Problems and tasks:
- 1) For each of the statements (a), (b), and (c) below, decide whether the page on van Gogh's The Ravine agrees with it. Answer yes or no and quote the words from the page that settle it. (a) Van Gogh moved into a sanatorium in Saint-Rémy in May 1889. (b) The painting is held in a museum in Amsterdam. (c) At Saint-Rémy, van Gogh was seldom able to leave the hospital to paint.
- 2) Carry on the page on van Gogh's The Ravine from the point where it stops.

Page excerpt:
============================================================

GOGH, Vincent van
(b. 1853, Groot Zundert, d. 1890, Auvers-sur-Oise)

The Ravine 'Les Peiroulets'

December 1889, Saint-Rémy
Oil on canvas, 72 x 92 cm
Rijksmuseum Kröller-Müller, Otterlo

Catalogue numbers: F 661, JH 1871.

To escape harassment from local inhabitants van Gogh left Arles in May 1889 and moved into a sanatorium, Saint-Paul-de-Mausole, in the nearby village of Saint-Rémy. There he hoped he would be able to work quietly and have medical supervision in case of a recurrence of his epilepsy. Saint-Rémy lay beside the Provençal hills known as the Alpilles, which are extraordinary geological formations, low-lying, rocky crags, weathered into grotesque shapes and pitted by ravines and waterchannels which have cut their way through the rocks. In the plains beneath them are fertile olive groves. Van Gogh was fascinated by this novel landscape. He was often able to go out from the hospital and paint and draw these unusual surroundings. He developed a more sinuous, linear style in drawing and a more flowing manner in painting in order to represent their special shapes and features.

============================================================

[Dataset excerpts]
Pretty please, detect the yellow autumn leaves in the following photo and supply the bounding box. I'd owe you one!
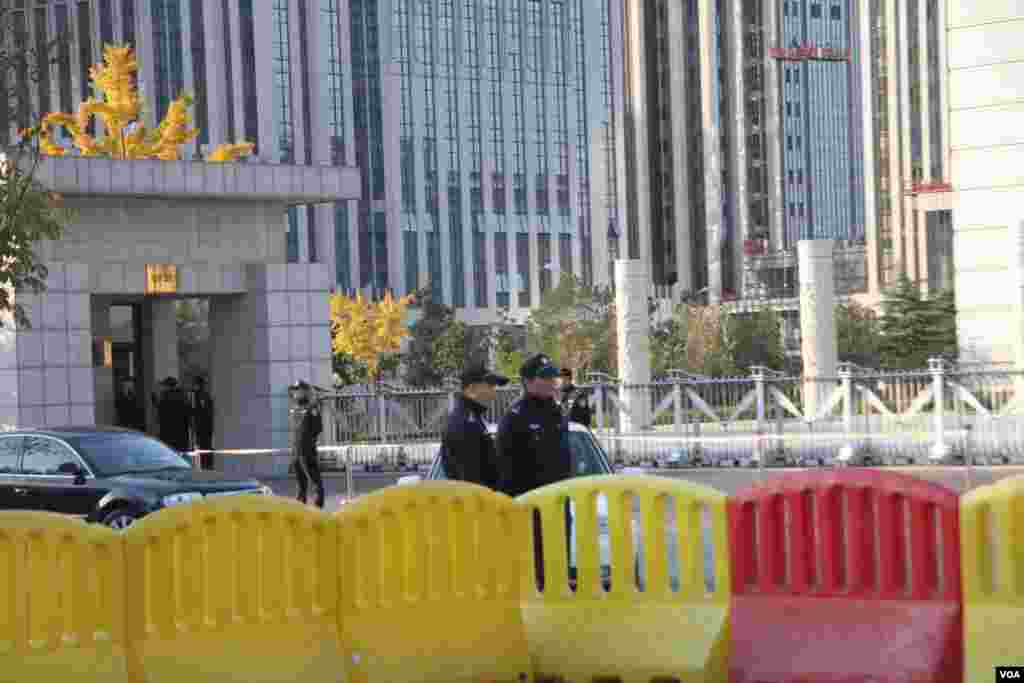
[331,292,413,377]
[32,45,254,162]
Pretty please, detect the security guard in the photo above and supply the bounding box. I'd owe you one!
[559,368,593,427]
[498,353,572,496]
[289,381,325,508]
[441,367,509,488]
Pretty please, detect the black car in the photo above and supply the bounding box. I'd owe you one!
[0,427,271,529]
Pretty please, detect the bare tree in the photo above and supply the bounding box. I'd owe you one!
[0,6,69,327]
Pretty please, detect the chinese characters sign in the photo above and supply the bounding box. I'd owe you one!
[145,263,178,294]
[768,44,850,61]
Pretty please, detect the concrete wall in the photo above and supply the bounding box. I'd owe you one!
[947,0,1024,361]
[40,196,287,295]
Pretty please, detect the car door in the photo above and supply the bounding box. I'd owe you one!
[0,435,23,510]
[19,436,103,516]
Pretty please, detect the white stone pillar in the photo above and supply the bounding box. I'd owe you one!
[615,259,650,431]
[1007,220,1024,374]
[797,240,839,417]
[140,299,180,433]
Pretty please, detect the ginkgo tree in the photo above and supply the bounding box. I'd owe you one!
[29,45,254,162]
[331,292,413,378]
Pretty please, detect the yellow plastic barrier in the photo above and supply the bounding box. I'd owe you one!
[517,476,730,683]
[0,512,130,683]
[961,477,1024,681]
[337,482,529,683]
[125,496,346,683]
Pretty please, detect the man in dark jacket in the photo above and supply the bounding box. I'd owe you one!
[498,353,572,497]
[153,377,191,453]
[289,381,325,508]
[560,368,593,427]
[193,377,213,470]
[441,367,509,488]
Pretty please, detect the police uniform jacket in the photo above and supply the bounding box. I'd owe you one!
[440,396,499,488]
[498,396,572,496]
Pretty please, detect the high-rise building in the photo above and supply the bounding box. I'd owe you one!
[4,0,630,321]
[626,0,951,307]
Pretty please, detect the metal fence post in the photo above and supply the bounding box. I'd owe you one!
[672,381,683,434]
[751,366,768,468]
[928,358,950,461]
[377,389,387,445]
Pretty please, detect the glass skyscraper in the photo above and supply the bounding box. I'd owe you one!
[11,0,630,322]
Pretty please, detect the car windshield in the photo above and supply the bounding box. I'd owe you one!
[429,431,612,479]
[68,433,191,476]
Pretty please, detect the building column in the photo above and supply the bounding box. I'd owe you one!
[210,263,333,456]
[615,259,650,432]
[797,240,839,418]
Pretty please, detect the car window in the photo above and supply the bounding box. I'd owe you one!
[0,436,22,474]
[22,436,79,476]
[568,431,610,477]
[69,432,191,476]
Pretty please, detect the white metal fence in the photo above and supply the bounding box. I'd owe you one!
[323,359,1024,469]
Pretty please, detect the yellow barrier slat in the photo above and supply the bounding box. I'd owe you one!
[336,482,531,683]
[961,476,1024,681]
[125,496,345,683]
[517,476,729,682]
[0,512,130,683]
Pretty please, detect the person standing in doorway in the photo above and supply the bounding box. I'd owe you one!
[289,381,325,509]
[560,368,593,427]
[117,377,145,431]
[441,367,509,488]
[498,353,572,497]
[153,377,191,453]
[193,376,213,470]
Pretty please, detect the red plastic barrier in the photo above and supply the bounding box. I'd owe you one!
[729,469,964,683]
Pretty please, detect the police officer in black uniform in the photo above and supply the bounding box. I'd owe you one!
[498,353,572,497]
[289,381,325,508]
[441,366,509,488]
[193,377,213,470]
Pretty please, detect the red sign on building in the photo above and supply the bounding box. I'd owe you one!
[768,43,850,61]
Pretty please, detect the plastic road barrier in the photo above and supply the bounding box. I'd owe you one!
[125,496,345,683]
[0,512,129,683]
[961,476,1024,681]
[335,481,530,683]
[517,475,729,683]
[729,469,958,683]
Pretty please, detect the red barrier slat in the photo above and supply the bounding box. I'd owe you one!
[786,490,817,594]
[729,469,963,683]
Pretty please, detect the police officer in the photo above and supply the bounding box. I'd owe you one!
[153,377,191,453]
[289,381,324,508]
[498,353,572,496]
[441,367,509,488]
[560,368,593,427]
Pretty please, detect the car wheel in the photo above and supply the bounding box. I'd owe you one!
[102,508,139,531]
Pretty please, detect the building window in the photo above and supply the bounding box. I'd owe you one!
[121,0,135,47]
[271,0,295,164]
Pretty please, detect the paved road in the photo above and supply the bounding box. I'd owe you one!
[267,465,1024,510]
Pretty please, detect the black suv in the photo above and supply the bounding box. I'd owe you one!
[0,427,271,528]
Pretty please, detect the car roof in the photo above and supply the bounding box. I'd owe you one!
[0,425,139,438]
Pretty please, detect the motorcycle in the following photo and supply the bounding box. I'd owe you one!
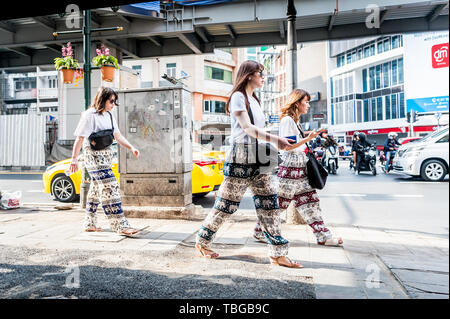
[380,147,398,172]
[323,146,339,174]
[358,144,377,176]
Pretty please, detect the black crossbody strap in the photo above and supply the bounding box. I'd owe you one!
[296,123,311,152]
[108,112,114,132]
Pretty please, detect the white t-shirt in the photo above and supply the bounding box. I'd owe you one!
[229,92,266,143]
[279,116,306,152]
[74,107,120,144]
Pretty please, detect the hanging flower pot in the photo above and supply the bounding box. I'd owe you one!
[61,68,75,84]
[55,42,79,84]
[92,45,119,82]
[100,65,116,82]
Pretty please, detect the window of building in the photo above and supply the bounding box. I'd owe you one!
[377,97,383,121]
[205,66,233,84]
[370,98,377,121]
[391,94,398,119]
[356,101,363,123]
[356,48,363,60]
[166,63,177,78]
[377,41,384,54]
[384,95,392,120]
[391,60,398,85]
[364,99,370,122]
[375,65,382,90]
[369,67,375,91]
[383,62,391,88]
[398,58,403,83]
[398,93,406,118]
[203,100,226,114]
[363,69,367,92]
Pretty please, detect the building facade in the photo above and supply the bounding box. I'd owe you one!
[327,32,448,144]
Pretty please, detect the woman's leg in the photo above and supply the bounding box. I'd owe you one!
[83,181,100,231]
[196,176,249,250]
[250,174,289,258]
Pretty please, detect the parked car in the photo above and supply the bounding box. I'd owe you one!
[42,143,223,202]
[398,136,422,145]
[393,125,449,181]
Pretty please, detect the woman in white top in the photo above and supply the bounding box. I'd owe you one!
[70,87,139,236]
[254,89,343,246]
[195,61,302,268]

============================================================

Results of the tasks:
- 1)
(a) Yes: "van Gogh left Arles in May 1889 and moved into a sanatorium, Saint-Paul-de-Mausole, in the nearby village of Saint-Rémy."
(b) No: "Rijksmuseum Kröller-Müller, Otterlo."
(c) No: "He was often able to go out from the hospital and paint and draw these unusual surroundings."

- 2)
In Saint-Rémy van Gogh gradually softened his palette too, entertaining the idea that in order to render his sense of the interrelation between the different elements of the landscape, tonality might be more appropriate than fierce colour contrasts. He cited the seventeenth-century artist Jan van Goyen in support of this redirection.